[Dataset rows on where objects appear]
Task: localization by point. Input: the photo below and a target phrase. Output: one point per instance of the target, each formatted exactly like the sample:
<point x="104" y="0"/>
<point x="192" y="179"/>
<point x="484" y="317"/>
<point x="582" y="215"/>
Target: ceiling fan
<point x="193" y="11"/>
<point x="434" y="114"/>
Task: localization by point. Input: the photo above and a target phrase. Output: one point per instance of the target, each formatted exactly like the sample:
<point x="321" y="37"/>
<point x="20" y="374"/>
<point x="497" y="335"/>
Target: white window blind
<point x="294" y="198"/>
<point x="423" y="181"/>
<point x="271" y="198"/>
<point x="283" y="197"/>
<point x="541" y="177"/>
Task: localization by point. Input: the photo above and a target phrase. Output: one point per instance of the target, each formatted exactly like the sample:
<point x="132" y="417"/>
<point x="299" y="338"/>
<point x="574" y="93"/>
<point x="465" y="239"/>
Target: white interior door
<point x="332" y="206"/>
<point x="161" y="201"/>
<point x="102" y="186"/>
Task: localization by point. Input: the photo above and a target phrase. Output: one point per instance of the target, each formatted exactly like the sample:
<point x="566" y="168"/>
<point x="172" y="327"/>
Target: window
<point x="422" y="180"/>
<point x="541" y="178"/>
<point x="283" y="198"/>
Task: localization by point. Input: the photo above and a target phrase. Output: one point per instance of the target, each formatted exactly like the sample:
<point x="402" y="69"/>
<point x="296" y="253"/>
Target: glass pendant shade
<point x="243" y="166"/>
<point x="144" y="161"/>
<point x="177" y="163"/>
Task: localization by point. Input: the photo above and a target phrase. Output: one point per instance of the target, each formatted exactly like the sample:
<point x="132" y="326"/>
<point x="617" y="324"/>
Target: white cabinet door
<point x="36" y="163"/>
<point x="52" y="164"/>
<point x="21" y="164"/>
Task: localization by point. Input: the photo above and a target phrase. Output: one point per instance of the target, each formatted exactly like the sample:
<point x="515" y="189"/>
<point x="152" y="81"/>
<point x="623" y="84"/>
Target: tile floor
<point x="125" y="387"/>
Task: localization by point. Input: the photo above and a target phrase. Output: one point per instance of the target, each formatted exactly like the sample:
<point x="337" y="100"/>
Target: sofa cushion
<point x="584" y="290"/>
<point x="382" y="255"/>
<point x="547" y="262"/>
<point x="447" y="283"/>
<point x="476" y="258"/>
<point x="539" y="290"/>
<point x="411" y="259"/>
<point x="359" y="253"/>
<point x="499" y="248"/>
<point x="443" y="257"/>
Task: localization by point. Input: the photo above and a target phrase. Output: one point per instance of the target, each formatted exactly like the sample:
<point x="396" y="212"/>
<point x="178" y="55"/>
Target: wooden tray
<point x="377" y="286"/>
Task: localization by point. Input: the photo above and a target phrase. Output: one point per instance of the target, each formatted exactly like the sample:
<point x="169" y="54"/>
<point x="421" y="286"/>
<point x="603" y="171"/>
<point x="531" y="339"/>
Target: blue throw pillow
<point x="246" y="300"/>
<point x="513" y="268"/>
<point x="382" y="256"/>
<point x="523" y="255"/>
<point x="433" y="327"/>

**Direction**.
Extract the listing in its entirety and repeat it exactly.

**Finished exercise**.
Task: localization by point. Input: the photo below and a target phrase. Output: one point per instance of the target, each formatted exactly like the sample:
<point x="104" y="0"/>
<point x="192" y="179"/>
<point x="484" y="317"/>
<point x="582" y="215"/>
Target: ceiling fan
<point x="193" y="11"/>
<point x="434" y="114"/>
Task: localization by point. Input: the photo above and a target phrase. Output: one point per instance of the target, each formatted exactly like the sample:
<point x="321" y="37"/>
<point x="20" y="374"/>
<point x="497" y="335"/>
Target: white window blind
<point x="294" y="198"/>
<point x="423" y="181"/>
<point x="271" y="198"/>
<point x="283" y="197"/>
<point x="541" y="177"/>
Task: localization by point. Input: the photo above and a target phrase. Output: one point per instance of the target, each formatted exactly like the sample:
<point x="132" y="417"/>
<point x="299" y="338"/>
<point x="574" y="93"/>
<point x="465" y="239"/>
Target: white interior door
<point x="332" y="206"/>
<point x="161" y="201"/>
<point x="102" y="186"/>
Task: localization by point. Input: the photo above and a target phrase. Output: one point per instance of the target, each formatted exactly like the sample:
<point x="566" y="168"/>
<point x="172" y="327"/>
Target: window
<point x="422" y="180"/>
<point x="541" y="178"/>
<point x="283" y="198"/>
Task: localization by point. Input: the photo above and a target phrase. Output: one point per instance of the target, each formatted exactly like the sample:
<point x="402" y="69"/>
<point x="296" y="253"/>
Target: glass pendant shade
<point x="243" y="166"/>
<point x="144" y="161"/>
<point x="177" y="163"/>
Task: localization by point. Input: the photo above and a target phrase. Output: one point per instance of the target, each formatted exactly like the sample:
<point x="132" y="326"/>
<point x="617" y="324"/>
Target: white cabinet door
<point x="36" y="163"/>
<point x="52" y="164"/>
<point x="21" y="164"/>
Task: localization by point. Input: the photo above and a target phrase. Output: one point per instance of the target, each formatted exactly like the sample:
<point x="515" y="189"/>
<point x="152" y="81"/>
<point x="623" y="84"/>
Target: tile floor
<point x="125" y="387"/>
Task: localization by point. Input: the photo above and a target phrase. Output: one point per instance of the target, each formatted exactly like the sample:
<point x="337" y="100"/>
Target: sofa cushion
<point x="584" y="290"/>
<point x="382" y="255"/>
<point x="547" y="262"/>
<point x="447" y="283"/>
<point x="476" y="258"/>
<point x="539" y="290"/>
<point x="411" y="259"/>
<point x="359" y="253"/>
<point x="499" y="248"/>
<point x="443" y="257"/>
Task: localization by point. Input: the photo above and a target phrase. Output: one point per instance of the target, each formatted exactly like the sample:
<point x="396" y="212"/>
<point x="178" y="55"/>
Target: wooden tray
<point x="377" y="286"/>
Task: localization by point. Input: the photo above and a target phrase. Output: one point per instance of the target, each formatted exactly like the sample:
<point x="169" y="54"/>
<point x="421" y="286"/>
<point x="603" y="171"/>
<point x="531" y="339"/>
Target: blue throw pillow
<point x="246" y="300"/>
<point x="513" y="268"/>
<point x="382" y="256"/>
<point x="523" y="255"/>
<point x="433" y="327"/>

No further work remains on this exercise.